**INSTRUCTIONS FOR THE TASK:**
Each record below must be retyped exactly, with nothing left out.

**MATERIAL TO PROCESS:**
--- START ---
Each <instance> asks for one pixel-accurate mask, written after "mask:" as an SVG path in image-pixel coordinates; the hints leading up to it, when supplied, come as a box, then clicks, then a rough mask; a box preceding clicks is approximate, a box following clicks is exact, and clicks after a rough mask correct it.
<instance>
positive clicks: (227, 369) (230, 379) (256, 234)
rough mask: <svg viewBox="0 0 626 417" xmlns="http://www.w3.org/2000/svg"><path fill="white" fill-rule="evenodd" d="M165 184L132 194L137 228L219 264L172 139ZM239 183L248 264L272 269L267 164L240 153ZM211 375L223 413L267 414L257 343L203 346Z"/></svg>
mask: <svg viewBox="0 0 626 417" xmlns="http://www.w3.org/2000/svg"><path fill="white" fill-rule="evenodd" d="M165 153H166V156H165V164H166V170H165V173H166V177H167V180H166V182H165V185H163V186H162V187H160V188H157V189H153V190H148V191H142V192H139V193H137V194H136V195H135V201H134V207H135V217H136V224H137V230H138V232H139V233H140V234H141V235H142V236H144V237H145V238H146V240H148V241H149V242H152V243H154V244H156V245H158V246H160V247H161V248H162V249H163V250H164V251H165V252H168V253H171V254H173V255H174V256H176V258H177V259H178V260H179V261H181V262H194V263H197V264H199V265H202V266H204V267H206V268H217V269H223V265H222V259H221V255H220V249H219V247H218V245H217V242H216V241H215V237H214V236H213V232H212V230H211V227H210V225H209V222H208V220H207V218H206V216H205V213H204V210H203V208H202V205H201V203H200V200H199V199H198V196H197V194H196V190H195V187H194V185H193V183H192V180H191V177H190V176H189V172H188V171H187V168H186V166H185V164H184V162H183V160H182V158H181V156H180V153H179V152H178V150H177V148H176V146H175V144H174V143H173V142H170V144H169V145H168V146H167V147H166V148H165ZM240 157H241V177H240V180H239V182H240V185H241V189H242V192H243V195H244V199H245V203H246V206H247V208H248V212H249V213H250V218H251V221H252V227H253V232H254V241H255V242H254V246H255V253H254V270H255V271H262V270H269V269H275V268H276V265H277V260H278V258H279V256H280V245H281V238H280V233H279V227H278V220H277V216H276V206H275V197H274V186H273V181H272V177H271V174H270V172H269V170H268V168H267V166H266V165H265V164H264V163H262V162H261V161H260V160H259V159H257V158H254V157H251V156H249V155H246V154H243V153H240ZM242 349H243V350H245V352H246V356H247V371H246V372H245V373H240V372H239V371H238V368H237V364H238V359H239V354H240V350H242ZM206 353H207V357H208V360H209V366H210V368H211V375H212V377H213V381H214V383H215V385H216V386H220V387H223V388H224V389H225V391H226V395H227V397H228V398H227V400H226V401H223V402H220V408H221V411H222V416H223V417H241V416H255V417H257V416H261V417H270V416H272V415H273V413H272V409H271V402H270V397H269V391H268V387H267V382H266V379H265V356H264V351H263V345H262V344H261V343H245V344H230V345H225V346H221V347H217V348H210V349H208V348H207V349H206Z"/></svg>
--- END ---
**EXERCISE RESULT:**
Each <instance> asks for one pixel-accurate mask, written after "mask:" as an SVG path in image-pixel coordinates; the hints leading up to it, when supplied, come as a box, then clicks, then a rough mask; a box preceding clicks is approximate, a box following clicks is exact, and clicks after a rough mask correct it.
<instance>
positive clicks: (227, 369) (230, 379) (256, 234)
rough mask: <svg viewBox="0 0 626 417" xmlns="http://www.w3.org/2000/svg"><path fill="white" fill-rule="evenodd" d="M165 184L132 194L137 228L219 264L172 139ZM239 183L248 264L272 269L267 164L240 153ZM211 375L223 413L267 414L257 343L203 346Z"/></svg>
mask: <svg viewBox="0 0 626 417" xmlns="http://www.w3.org/2000/svg"><path fill="white" fill-rule="evenodd" d="M165 153H166V156H165V164H166V170H165V173H166V177H167V180H166V182H165V185H163V186H162V187H160V188H157V189H153V190H148V191H142V192H139V193H137V194H136V195H135V201H134V207H135V217H136V224H137V230H138V232H139V233H140V234H141V235H142V236H144V237H145V238H146V240H148V241H149V242H152V243H154V244H156V245H158V246H160V247H161V248H162V249H163V250H164V251H165V252H168V253H171V254H173V255H174V256H176V258H177V259H178V260H179V261H181V262H194V263H197V264H199V265H202V266H204V267H206V268H217V269H223V265H222V259H221V255H220V249H219V247H218V245H217V242H216V241H215V237H214V236H213V232H212V230H211V227H210V225H209V222H208V220H207V218H206V216H205V213H204V210H203V208H202V205H201V203H200V200H199V199H198V196H197V194H196V190H195V187H194V185H193V183H192V180H191V177H190V176H189V172H188V171H187V168H186V166H185V164H184V162H183V160H182V158H181V156H180V153H179V152H178V150H177V148H176V146H175V144H174V143H173V142H170V144H169V145H168V146H167V147H166V148H165ZM240 157H241V177H240V180H239V182H240V185H241V189H242V192H243V195H244V199H245V203H246V206H247V208H248V212H249V213H250V218H251V221H252V227H253V232H254V241H255V242H254V246H255V253H254V270H255V271H262V270H269V269H275V268H276V265H277V260H278V258H279V256H280V245H281V238H280V233H279V227H278V220H277V216H276V206H275V197H274V186H273V181H272V177H271V174H270V172H269V170H268V168H267V166H266V165H265V164H264V163H262V162H261V161H260V160H259V159H257V158H254V157H251V156H249V155H246V154H243V153H240ZM242 349H243V350H245V352H246V356H247V371H246V372H245V373H240V372H239V371H238V368H237V364H238V359H239V354H240V350H242ZM206 353H207V357H208V360H209V366H210V368H211V375H212V377H213V381H214V383H215V385H216V386H220V387H223V388H224V389H225V391H226V395H227V397H228V398H227V400H226V401H223V402H220V408H221V411H222V416H223V417H241V416H255V417H257V416H261V417H270V416H272V415H273V413H272V409H271V402H270V397H269V391H268V387H267V382H266V379H265V356H264V351H263V345H262V344H261V343H245V344H230V345H225V346H221V347H217V348H210V349H208V348H207V349H206Z"/></svg>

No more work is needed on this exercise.